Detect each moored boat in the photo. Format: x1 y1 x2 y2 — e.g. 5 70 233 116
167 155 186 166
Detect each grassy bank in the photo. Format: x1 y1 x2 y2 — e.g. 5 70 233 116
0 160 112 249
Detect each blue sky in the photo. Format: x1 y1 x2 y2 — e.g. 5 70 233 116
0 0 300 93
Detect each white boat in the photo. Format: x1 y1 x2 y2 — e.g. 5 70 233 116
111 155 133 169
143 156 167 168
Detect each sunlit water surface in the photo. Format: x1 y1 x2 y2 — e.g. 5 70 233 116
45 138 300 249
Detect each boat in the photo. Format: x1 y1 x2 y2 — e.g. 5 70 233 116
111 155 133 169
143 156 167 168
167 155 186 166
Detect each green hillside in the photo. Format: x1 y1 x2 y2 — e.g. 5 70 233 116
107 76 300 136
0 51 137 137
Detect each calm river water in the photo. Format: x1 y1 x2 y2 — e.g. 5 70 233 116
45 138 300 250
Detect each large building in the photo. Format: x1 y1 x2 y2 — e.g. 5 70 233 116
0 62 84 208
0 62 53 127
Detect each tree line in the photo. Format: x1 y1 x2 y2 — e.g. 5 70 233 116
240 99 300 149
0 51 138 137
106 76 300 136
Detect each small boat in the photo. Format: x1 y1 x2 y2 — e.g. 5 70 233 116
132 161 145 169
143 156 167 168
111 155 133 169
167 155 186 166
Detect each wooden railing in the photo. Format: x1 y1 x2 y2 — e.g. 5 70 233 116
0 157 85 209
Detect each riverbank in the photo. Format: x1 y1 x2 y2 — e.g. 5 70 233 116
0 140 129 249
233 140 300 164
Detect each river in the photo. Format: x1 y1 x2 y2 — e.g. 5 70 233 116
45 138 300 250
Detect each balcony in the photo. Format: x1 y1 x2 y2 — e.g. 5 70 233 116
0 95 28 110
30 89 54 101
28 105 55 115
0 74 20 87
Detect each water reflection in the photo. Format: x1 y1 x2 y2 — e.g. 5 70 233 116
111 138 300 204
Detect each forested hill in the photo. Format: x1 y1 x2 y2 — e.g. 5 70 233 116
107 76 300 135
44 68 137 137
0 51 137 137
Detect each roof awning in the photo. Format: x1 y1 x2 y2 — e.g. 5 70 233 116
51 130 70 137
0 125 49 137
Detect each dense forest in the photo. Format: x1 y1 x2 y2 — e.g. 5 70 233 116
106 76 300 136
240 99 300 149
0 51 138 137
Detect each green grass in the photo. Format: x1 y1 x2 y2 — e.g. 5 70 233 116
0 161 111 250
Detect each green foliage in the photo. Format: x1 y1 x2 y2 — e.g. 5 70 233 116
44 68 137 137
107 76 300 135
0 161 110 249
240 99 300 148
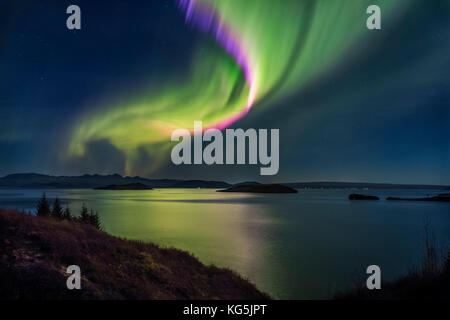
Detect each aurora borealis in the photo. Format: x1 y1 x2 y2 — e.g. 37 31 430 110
0 0 450 183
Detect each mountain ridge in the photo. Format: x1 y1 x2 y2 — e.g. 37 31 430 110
0 173 450 190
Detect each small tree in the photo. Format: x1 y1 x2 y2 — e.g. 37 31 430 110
36 192 51 217
80 203 91 223
63 205 73 221
52 198 63 219
89 209 102 230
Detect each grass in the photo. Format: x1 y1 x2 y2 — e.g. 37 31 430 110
0 209 269 300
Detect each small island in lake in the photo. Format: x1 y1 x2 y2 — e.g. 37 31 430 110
94 183 153 190
386 193 450 202
218 184 298 193
348 193 380 200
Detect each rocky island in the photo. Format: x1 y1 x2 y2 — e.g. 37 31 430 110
348 193 380 200
386 193 450 202
94 183 153 190
218 184 298 193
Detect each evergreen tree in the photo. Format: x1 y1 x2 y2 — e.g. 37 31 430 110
80 203 90 223
63 205 72 221
36 192 51 217
52 198 63 219
89 209 102 230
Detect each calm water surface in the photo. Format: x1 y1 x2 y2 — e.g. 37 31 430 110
0 189 450 299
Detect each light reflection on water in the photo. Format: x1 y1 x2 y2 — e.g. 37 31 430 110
0 189 450 299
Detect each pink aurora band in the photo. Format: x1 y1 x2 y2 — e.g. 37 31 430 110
178 0 256 130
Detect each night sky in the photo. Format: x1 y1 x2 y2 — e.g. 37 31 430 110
0 0 450 185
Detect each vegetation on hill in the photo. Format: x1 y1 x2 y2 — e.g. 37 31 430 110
0 209 268 300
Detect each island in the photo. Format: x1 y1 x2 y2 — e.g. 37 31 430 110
94 183 153 190
386 193 450 202
348 193 380 200
0 209 270 300
218 184 298 193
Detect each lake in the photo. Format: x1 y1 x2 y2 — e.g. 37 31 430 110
0 189 450 299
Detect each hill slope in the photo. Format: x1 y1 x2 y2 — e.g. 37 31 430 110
0 209 268 299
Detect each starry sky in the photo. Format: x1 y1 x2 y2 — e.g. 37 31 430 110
0 0 450 185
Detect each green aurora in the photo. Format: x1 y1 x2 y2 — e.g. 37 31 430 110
67 0 408 175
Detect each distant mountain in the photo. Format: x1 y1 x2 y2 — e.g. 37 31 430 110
0 173 231 189
0 173 450 190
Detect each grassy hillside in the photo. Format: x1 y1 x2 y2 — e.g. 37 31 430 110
0 209 268 299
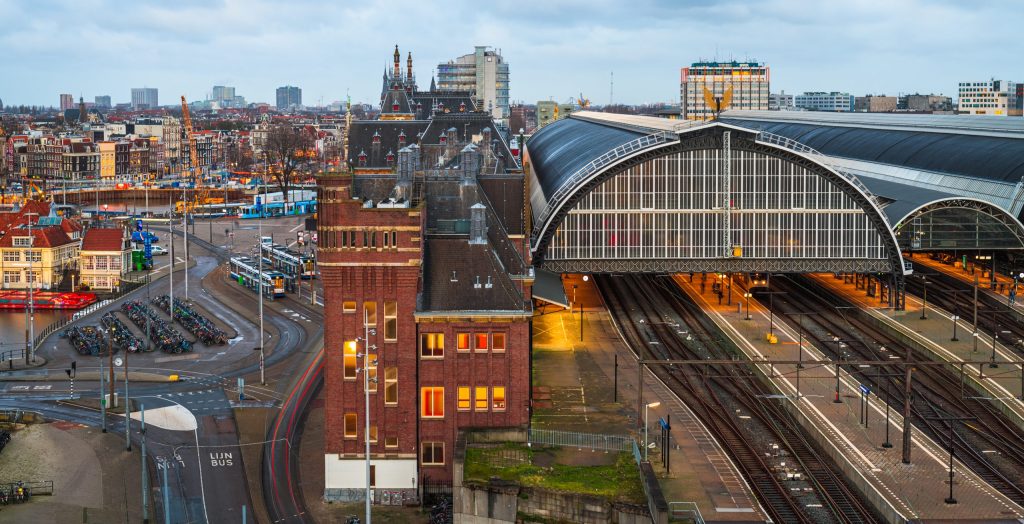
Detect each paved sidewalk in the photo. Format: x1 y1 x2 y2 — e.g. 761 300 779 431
532 277 766 522
675 276 1024 520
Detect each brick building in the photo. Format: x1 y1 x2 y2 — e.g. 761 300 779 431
318 47 534 503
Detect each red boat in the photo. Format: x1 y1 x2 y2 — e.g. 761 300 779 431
0 290 96 309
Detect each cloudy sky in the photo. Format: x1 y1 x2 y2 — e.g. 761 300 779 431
0 0 1024 105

Set task —
Reproduce the listing from the line with "Detect each wooden" to the line with "0 209 269 300", renaming "photo" to "image" and changing nothing else. Leave the pictures out.

Full solution —
Detect each wooden railing in the image. Format: x1 y1 x2 y2 — e.g. 5 70 233 116
0 157 85 209
Detect each riverbank in the image. Format: x1 y1 x2 y2 — e.g. 5 70 233 116
0 140 129 249
233 140 300 164
Detect each river in the image. Format: x1 y1 x2 y2 — e.g. 5 70 233 116
45 138 300 250
Detect each balcony in the image. Format: x1 y1 x2 y2 — e.g. 5 70 233 116
0 95 28 110
30 89 54 101
28 105 55 115
0 74 20 87
Detect each water reflection in the image. Format: x1 y1 x2 y2 — e.g. 5 70 233 116
111 138 300 204
Detect each forested hill in the image. Format: x1 y1 x2 y2 — e.g. 5 70 233 116
107 76 300 135
44 68 137 137
0 51 137 137
Detect each roof awning in the image. Format: x1 y1 x2 y2 — e.g. 5 70 233 116
51 130 70 137
0 125 49 137
Detect each dense forest in the image. Format: x1 y1 x2 y2 — e.g. 5 70 233 116
106 76 300 136
240 99 300 149
0 51 138 137
Detect each green grass in the image. Format: x1 y1 x2 y2 — e.g. 5 70 233 116
0 161 111 250
Detect each green foliage in the image. Format: x1 y1 x2 y2 — e.g. 5 70 233 116
44 68 137 137
107 76 300 135
0 161 110 249
240 99 300 148
Detect each aurora borealis in the image. Format: x1 y1 x2 y2 — e.g. 37 31 430 110
0 0 450 183
Detect each mountain ridge in the image. Format: x1 y1 x2 y2 — e.g. 37 31 430 110
0 173 450 190
Detect each small tree in the image. Format: x1 y1 x2 y2 — e.g. 37 31 430 110
36 192 51 217
80 203 91 223
63 205 73 221
52 198 63 219
89 209 102 230
Detect each grass in the image. Format: x1 y1 x2 y2 — e.g. 37 31 430 110
0 209 269 300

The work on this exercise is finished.